** start **

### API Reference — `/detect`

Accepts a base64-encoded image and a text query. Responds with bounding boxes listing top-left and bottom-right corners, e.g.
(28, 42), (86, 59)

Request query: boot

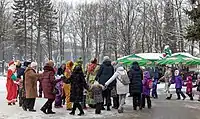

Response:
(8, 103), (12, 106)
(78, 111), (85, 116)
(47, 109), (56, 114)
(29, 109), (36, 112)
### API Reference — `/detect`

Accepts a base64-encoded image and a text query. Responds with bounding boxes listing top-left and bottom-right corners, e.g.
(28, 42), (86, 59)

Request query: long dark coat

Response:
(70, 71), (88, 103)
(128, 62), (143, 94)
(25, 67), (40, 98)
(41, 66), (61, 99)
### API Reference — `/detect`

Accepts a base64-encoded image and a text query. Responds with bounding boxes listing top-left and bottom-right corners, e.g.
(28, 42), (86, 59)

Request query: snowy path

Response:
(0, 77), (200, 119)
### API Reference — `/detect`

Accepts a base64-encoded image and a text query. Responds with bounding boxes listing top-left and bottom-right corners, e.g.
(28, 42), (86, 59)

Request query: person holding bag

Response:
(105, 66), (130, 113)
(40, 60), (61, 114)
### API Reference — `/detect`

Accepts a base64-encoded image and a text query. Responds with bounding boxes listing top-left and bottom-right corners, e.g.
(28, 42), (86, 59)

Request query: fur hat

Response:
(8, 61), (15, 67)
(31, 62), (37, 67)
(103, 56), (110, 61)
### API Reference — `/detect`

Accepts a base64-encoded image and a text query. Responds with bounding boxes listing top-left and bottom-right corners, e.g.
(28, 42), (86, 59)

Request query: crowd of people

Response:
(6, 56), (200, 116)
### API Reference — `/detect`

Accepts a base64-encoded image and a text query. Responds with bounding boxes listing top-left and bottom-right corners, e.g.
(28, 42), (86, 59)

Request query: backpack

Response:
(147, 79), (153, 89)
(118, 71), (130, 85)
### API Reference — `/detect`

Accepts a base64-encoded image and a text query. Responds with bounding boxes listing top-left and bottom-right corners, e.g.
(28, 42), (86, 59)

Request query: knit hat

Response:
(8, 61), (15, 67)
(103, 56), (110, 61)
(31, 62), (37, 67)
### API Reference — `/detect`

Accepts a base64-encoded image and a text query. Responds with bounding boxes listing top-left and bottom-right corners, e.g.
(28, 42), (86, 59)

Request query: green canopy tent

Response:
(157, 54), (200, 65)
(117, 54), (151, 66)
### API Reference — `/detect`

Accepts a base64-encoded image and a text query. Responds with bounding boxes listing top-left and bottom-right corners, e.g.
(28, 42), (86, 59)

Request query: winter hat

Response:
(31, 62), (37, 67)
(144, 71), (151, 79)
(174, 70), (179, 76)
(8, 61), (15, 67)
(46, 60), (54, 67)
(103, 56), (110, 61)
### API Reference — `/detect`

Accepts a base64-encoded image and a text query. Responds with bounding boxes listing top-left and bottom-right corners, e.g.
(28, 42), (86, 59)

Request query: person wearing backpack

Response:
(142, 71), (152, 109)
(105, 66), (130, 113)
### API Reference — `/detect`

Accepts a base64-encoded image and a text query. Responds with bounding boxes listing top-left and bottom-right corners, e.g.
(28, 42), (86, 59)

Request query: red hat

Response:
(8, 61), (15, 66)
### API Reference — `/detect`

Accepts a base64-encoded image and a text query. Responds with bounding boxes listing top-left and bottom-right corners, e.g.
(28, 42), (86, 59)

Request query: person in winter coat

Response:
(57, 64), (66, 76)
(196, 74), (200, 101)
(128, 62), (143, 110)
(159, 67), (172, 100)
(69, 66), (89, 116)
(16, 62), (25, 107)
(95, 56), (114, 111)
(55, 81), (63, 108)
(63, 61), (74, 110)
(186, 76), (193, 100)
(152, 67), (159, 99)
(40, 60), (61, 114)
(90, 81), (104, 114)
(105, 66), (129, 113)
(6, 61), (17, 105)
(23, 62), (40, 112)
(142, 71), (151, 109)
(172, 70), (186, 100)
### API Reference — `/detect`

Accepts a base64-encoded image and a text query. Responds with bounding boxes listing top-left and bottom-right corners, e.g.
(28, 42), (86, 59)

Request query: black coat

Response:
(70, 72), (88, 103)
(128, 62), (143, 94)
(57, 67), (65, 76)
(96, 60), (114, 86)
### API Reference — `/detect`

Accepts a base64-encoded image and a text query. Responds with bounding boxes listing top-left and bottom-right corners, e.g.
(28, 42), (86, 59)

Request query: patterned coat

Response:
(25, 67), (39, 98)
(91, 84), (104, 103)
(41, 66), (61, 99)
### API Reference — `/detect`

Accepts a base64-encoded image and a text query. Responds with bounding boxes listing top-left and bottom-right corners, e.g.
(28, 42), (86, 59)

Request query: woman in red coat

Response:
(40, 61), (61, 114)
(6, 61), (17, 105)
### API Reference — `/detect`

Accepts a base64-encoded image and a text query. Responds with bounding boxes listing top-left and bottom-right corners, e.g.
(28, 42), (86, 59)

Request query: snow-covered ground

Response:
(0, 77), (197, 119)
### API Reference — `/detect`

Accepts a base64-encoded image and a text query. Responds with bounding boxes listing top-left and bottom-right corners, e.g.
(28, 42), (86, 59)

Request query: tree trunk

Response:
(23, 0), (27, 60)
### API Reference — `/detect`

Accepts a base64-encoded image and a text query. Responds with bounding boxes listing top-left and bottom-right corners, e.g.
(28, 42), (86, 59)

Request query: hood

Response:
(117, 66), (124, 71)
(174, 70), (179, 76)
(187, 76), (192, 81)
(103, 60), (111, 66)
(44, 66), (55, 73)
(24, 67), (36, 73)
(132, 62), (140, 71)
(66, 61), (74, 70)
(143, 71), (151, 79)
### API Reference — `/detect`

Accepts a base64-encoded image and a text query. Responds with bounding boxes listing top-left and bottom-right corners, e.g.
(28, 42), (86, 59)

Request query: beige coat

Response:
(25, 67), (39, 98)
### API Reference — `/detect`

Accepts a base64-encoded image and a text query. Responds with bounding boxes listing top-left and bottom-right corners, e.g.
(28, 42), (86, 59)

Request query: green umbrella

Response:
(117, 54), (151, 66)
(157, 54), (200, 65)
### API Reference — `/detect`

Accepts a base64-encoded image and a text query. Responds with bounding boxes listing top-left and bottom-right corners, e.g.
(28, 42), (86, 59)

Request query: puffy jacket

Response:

** end **

**DIRECTIVE**
Copy all of the data above line for line, leaving out the pictures.

**WRITTEN ANSWER**
### API Reference — `/detect`

Accepts a base64-encoded image and a text query. Responds with bounding boxes listing top-left and bottom-right corners, e.g.
(28, 42), (86, 59)

Request query: boot


Response:
(8, 103), (12, 106)
(78, 111), (85, 116)
(47, 109), (56, 114)
(29, 109), (36, 112)
### API Reference — `/detect`

Accepts a base64-encoded image and a text query. Responds with bounding boxes listing top-left and bottom-right corners, e.g.
(28, 42), (86, 59)

Request query: long dark coat

Response:
(70, 71), (88, 103)
(128, 62), (143, 94)
(25, 67), (40, 98)
(41, 66), (61, 99)
### API Reference — `/detect`

Accepts a base64-encoded image and a text query. Responds with bounding boxes listing top-left and bottom-right corners, e.g.
(28, 42), (86, 59)

Request query: snowy path

Response:
(0, 77), (200, 119)
### API Reference — `/detect`

Accepts a base64-encoded image and a text query. Responds with bounding boxes listing top-left and bottom-right corners, e.g.
(28, 42), (86, 59)

Request query: person holding bag

Response:
(105, 66), (130, 113)
(40, 60), (61, 114)
### API Reference — `/detect`

Accepts a base64-encoded image and a text query. Responds with bounding boxes listing top-left and bottom-right corners, e.g.
(28, 42), (86, 59)

Request query: fur hat

Response:
(8, 61), (15, 67)
(31, 62), (37, 67)
(103, 56), (110, 61)
### API Reference — `/detect`

Accepts a base64-encoded image and a text query. Responds with bounding boxes listing top-left and bottom-right corners, e.g.
(28, 42), (86, 59)

Request query: crowd of people

Response:
(6, 56), (200, 116)
### API Reference — `/detect`

Accepts a base64-encoded image and a text query. Responds with bounding boxes listing top-left and bottom-right corners, e.g.
(28, 42), (86, 59)

Request query: backpack

Response:
(147, 79), (153, 89)
(118, 71), (130, 85)
### API Reference — `/detect`

Accepts a base64-encoded image and a text query. Responds with bounding boxes listing top-left and bottom-right corners, e.g.
(28, 42), (86, 59)

Request query: knit hat

Response:
(8, 61), (15, 67)
(103, 56), (110, 61)
(31, 62), (37, 67)
### API Reference — `/detect`

Accepts a base64-encoded image and a text query. Responds with bounding boxes listing top-left and bottom-right corners, e.g.
(28, 42), (86, 59)

Request query: green canopy tent

Response:
(157, 54), (200, 65)
(117, 54), (151, 66)
### API Reference — `/detect`

Accepts a base64-encoded image and a text query. Responds with bounding boxes listing top-left and bottom-right corners, e.g.
(28, 42), (86, 59)

Request query: winter hat

Response:
(31, 62), (37, 67)
(144, 71), (151, 79)
(174, 70), (179, 76)
(8, 61), (15, 67)
(46, 60), (54, 67)
(103, 56), (110, 61)
### API Reference — `/detect`

Accepts a base64-encoded image and a text query. Responds with bounding boxes listing top-left and bottom-right corners, e.g.
(28, 42), (86, 59)

Request query: person wearing backpack

Response:
(142, 71), (152, 109)
(105, 66), (130, 113)
### API Reference — `/detect`

Accepts a base64-encoded image and a text query. Responds with bounding boxes listing top-left and bottom-right corners, e.g.
(28, 42), (86, 59)

Request query: red hat

Response:
(8, 61), (15, 66)
### API Reference — `/detect`

Accepts a base64-encoded image and a text query. Responds with bounding boxes listing top-left and bottom-right corners, e.g.
(28, 42), (86, 59)

Request query: person in winter coat

Response:
(57, 64), (66, 76)
(196, 74), (200, 101)
(128, 62), (143, 110)
(159, 67), (172, 100)
(69, 66), (89, 116)
(16, 62), (25, 107)
(95, 56), (114, 111)
(55, 81), (63, 108)
(63, 61), (74, 110)
(186, 76), (193, 100)
(152, 67), (159, 99)
(40, 60), (61, 114)
(90, 81), (104, 114)
(105, 66), (129, 113)
(6, 61), (17, 105)
(23, 62), (40, 112)
(142, 71), (151, 109)
(172, 70), (186, 100)
### API Reference — `/detect`

Accepts a base64-encoded image and a text query. Responds with bounding boxes listing top-left and bottom-right corners, e.g.
(28, 42), (86, 59)

Request query: black coat

Response:
(70, 72), (88, 103)
(128, 62), (143, 94)
(57, 67), (65, 76)
(96, 60), (114, 86)
### API Reference — `/detect`

Accepts a base64-encoded image and a text query. Responds with bounding boxes listing top-left and bottom-right corners, e.g.
(28, 42), (86, 59)

Request query: patterned coat

Response:
(25, 67), (39, 98)
(91, 84), (104, 103)
(41, 66), (61, 99)
### API Reference — `/detect`

Accepts a base64-encoded image and a text query. Responds with bounding boxes listing top-left and bottom-right corners, e.g.
(28, 42), (86, 59)

Request query: woman in red coat

Response:
(40, 61), (61, 114)
(6, 61), (17, 105)
### API Reference — `/detect`

Accepts a base64-encoded image and a text query. Responds with bounding boxes listing top-left and bottom-right corners, e.g.
(28, 42), (86, 59)

Request query: snow-covered ground

Response:
(0, 77), (197, 119)
### API Reference — `/detect`

Accepts a base64-encoded image and a text query. Responds with bounding boxes listing top-left and bottom-right corners, e.g.
(28, 42), (86, 59)

Request query: tree trunk

Response:
(23, 0), (27, 60)
### API Reference — `/detect`

Accepts a base64-encoded image and a text query. Responds with bounding boxes listing top-left and bottom-right corners, e.g.
(28, 42), (86, 59)

Request query: hood

Response:
(117, 66), (124, 71)
(174, 70), (179, 76)
(187, 76), (192, 81)
(103, 60), (111, 66)
(44, 66), (55, 73)
(24, 67), (36, 73)
(132, 62), (140, 71)
(66, 61), (74, 70)
(143, 71), (151, 79)
### API Reference — `/detect`

Accepts a base64-encoded image and a text query. Responds with bounding boxes listing top-left and bottom-right corners, e.g.
(28, 42), (86, 59)

Request query: beige coat

Response:
(25, 67), (39, 98)
### API Reference — `/detect`

Accepts a base64-encoded image and a text query. Responds with bounding boxes listing top-left and bottom-right corners, e.g.
(28, 42), (86, 59)

Request query: green umbrella

Response:
(117, 54), (151, 66)
(157, 54), (200, 65)
### API Reference — `/detect`

Accepts a base64-encoded image and a text query. Responds with bounding boxes listing top-left and bottom-right corners, e.g.
(28, 42), (86, 59)

Request query: puffy jacket

Response:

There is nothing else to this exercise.